▶ [Task statement] Reproduce the material verbatim, starting with the line that contains "Existence query: locate any lamp" and continuing through the line that contains "[478,111,495,186]", with both of those lines included.

Records contained in a dataset:
=-=-=-=-=

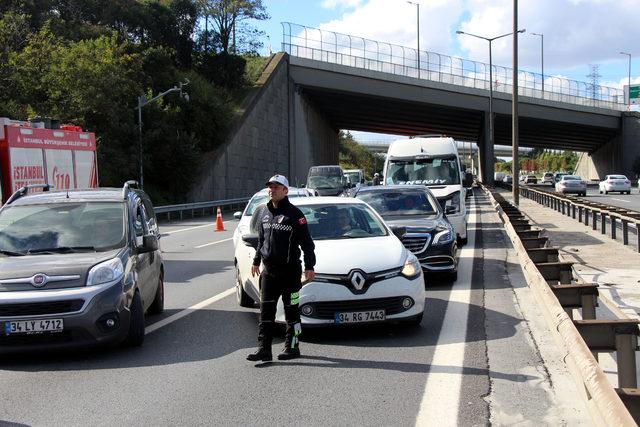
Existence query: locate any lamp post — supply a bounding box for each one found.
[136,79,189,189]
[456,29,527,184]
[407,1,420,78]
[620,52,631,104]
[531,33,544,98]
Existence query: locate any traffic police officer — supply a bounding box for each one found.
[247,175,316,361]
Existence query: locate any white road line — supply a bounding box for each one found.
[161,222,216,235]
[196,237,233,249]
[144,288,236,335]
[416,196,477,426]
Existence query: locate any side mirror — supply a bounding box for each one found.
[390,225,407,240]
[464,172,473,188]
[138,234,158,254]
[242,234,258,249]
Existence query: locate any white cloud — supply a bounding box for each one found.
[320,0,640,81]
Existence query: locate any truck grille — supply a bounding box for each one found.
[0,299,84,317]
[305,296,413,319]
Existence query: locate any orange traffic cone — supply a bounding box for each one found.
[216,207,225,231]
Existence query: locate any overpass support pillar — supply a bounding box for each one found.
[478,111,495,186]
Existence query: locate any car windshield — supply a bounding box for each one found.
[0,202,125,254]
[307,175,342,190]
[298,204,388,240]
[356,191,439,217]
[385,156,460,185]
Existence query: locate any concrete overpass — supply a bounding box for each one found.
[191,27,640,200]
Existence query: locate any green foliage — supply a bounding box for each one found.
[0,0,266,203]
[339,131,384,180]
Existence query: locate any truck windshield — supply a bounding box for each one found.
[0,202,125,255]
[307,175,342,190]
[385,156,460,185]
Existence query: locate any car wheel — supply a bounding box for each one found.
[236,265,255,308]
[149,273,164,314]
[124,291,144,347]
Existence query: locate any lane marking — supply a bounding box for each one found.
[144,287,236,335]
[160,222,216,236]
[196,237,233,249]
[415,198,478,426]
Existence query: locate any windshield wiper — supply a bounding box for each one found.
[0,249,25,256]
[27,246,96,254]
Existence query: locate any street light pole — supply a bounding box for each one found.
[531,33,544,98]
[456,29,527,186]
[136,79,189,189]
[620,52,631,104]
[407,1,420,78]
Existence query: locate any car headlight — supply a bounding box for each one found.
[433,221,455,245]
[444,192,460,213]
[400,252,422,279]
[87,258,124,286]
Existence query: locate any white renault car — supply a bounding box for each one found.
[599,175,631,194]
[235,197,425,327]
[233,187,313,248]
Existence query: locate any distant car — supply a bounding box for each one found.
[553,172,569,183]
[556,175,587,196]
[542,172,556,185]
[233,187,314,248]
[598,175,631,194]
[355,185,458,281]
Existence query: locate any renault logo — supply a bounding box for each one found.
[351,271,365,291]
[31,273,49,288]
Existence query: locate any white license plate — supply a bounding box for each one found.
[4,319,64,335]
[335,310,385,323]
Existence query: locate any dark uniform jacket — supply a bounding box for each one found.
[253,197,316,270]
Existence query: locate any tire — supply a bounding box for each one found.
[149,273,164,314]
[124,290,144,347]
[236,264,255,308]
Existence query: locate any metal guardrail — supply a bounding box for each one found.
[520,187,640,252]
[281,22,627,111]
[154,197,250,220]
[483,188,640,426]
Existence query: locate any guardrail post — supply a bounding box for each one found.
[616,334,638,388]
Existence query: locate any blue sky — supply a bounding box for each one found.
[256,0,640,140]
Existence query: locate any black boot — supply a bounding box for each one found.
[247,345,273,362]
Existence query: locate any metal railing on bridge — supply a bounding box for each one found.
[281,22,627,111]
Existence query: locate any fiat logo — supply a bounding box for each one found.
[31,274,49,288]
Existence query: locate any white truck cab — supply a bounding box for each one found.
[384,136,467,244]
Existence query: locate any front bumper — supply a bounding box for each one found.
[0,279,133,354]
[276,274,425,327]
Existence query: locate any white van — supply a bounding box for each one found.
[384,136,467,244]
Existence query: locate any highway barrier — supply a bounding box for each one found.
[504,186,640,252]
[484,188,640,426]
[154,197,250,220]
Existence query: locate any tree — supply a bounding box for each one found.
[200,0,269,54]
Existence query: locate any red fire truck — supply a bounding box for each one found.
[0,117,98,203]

=-=-=-=-=

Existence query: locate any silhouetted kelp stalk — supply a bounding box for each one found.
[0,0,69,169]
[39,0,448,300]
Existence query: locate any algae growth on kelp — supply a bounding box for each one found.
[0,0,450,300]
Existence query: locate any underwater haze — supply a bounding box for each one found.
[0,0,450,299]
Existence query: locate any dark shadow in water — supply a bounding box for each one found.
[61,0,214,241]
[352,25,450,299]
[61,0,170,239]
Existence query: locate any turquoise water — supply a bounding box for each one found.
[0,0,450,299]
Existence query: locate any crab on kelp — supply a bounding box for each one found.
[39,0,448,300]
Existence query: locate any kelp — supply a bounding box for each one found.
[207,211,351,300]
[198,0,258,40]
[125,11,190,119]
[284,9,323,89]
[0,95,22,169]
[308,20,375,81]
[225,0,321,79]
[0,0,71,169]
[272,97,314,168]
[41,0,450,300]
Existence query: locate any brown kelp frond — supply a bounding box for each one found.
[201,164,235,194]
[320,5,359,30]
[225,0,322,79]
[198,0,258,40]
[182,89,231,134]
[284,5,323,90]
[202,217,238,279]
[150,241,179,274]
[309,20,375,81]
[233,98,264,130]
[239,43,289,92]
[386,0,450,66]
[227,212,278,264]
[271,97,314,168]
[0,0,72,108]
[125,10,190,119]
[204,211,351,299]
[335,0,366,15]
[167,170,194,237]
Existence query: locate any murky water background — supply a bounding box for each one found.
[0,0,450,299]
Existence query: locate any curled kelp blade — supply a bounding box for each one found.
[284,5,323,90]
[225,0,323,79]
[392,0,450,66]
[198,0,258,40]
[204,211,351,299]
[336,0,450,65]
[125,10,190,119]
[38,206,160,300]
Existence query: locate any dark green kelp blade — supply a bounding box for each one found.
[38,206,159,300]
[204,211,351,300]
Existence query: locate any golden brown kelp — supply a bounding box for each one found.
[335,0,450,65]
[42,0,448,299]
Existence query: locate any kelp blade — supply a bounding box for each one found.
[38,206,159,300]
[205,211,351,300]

=-=-=-=-=

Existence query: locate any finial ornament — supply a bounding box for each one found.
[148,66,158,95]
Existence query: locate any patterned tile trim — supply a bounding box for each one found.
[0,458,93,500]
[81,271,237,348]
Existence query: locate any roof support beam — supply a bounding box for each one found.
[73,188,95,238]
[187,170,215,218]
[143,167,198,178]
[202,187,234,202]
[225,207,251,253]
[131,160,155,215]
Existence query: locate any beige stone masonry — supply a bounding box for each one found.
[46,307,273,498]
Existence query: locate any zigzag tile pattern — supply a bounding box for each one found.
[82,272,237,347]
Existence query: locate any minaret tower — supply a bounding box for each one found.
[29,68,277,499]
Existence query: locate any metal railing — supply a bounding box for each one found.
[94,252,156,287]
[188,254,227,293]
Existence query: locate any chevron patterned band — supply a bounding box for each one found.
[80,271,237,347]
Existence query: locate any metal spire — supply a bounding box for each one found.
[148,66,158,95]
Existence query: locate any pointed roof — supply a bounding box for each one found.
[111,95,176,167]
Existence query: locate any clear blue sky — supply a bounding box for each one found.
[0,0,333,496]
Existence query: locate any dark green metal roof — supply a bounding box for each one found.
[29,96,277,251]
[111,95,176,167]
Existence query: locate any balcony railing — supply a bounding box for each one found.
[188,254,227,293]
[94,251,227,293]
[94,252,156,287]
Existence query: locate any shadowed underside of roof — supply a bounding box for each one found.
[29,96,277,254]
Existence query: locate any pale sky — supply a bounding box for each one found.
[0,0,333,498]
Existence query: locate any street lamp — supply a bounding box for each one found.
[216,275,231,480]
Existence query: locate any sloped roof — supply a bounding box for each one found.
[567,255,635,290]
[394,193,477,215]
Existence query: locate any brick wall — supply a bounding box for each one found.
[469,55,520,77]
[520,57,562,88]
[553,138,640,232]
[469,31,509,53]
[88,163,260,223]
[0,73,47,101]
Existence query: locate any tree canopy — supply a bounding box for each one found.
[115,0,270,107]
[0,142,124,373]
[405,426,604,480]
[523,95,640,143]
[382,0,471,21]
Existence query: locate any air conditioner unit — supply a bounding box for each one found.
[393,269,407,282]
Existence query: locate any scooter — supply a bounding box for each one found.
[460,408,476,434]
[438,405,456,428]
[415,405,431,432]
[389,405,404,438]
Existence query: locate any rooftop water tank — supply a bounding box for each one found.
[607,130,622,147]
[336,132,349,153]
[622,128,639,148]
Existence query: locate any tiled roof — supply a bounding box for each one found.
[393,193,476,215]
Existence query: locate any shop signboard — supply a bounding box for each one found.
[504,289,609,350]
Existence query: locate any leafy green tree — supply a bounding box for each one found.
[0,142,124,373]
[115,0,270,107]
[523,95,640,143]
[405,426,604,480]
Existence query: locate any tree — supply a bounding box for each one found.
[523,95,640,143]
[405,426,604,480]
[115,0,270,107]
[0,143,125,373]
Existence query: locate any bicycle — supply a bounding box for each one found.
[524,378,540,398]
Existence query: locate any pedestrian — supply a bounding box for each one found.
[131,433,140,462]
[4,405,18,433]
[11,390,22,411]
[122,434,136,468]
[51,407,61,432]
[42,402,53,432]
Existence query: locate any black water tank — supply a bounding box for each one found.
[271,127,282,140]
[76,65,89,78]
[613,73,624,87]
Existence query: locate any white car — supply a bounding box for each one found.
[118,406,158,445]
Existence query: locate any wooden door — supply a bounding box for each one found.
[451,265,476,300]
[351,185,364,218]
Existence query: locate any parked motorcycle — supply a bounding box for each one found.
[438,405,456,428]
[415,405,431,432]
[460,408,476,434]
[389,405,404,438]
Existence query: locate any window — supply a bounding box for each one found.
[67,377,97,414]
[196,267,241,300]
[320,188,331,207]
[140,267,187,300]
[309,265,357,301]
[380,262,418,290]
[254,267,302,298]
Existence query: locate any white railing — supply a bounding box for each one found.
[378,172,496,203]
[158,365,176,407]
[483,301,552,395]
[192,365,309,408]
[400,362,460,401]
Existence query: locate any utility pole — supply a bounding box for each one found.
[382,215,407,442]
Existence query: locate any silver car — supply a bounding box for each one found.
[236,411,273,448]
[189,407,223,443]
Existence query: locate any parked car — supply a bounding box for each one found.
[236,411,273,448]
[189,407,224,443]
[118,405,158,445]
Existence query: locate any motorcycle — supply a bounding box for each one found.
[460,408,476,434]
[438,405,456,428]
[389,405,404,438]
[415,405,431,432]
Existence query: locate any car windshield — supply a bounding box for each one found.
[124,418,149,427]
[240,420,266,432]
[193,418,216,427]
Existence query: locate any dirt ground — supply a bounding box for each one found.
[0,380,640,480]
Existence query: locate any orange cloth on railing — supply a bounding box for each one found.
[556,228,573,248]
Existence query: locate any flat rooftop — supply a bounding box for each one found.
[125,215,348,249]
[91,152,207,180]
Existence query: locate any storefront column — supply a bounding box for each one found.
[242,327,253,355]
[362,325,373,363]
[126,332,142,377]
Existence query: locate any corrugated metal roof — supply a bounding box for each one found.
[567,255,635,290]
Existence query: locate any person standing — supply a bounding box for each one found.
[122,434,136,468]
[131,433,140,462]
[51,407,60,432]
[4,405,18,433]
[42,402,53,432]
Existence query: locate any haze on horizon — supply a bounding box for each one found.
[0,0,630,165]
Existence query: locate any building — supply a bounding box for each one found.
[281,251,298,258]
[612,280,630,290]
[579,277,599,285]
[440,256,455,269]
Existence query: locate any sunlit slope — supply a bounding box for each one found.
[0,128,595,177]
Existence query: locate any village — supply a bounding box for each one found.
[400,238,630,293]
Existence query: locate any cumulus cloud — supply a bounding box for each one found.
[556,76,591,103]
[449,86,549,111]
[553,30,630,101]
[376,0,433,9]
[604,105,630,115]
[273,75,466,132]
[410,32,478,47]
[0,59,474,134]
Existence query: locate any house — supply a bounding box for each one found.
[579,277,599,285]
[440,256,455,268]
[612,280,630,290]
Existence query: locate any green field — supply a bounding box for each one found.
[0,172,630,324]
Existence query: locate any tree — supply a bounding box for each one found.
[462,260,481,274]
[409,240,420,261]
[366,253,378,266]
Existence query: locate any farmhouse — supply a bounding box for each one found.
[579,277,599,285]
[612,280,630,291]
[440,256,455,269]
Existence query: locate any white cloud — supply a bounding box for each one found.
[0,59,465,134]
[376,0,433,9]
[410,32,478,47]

=-=-=-=-=

▶ [Written solution]
Existence query: locate any lamp post — supply a bounding box for each one found.
[136,79,189,189]
[456,29,527,184]
[407,1,420,78]
[620,52,631,104]
[531,33,544,98]
Existence query: locate any traffic police officer — supply a bounding box for each one found.
[247,175,316,361]
Existence query: locate any white road line — supply a bounding box for each one found.
[161,222,216,235]
[196,237,233,249]
[144,288,236,335]
[416,196,477,426]
Existence query: locate any side mirror — supply a bounding box for each one found.
[390,225,407,240]
[464,172,473,188]
[138,234,158,254]
[242,234,258,249]
Existence query: locate any white cloud — supply a bounding box for each one found.
[320,0,640,81]
Existence query: locate any truck grille — supply a bounding box for each one found.
[0,299,84,317]
[305,296,413,319]
Existence query: locate any orange traffic cone — supply a bounding box for each one found.
[216,207,225,231]
Existence query: locate any overpass support pillar — supply a bounding box for each one found.
[478,111,495,186]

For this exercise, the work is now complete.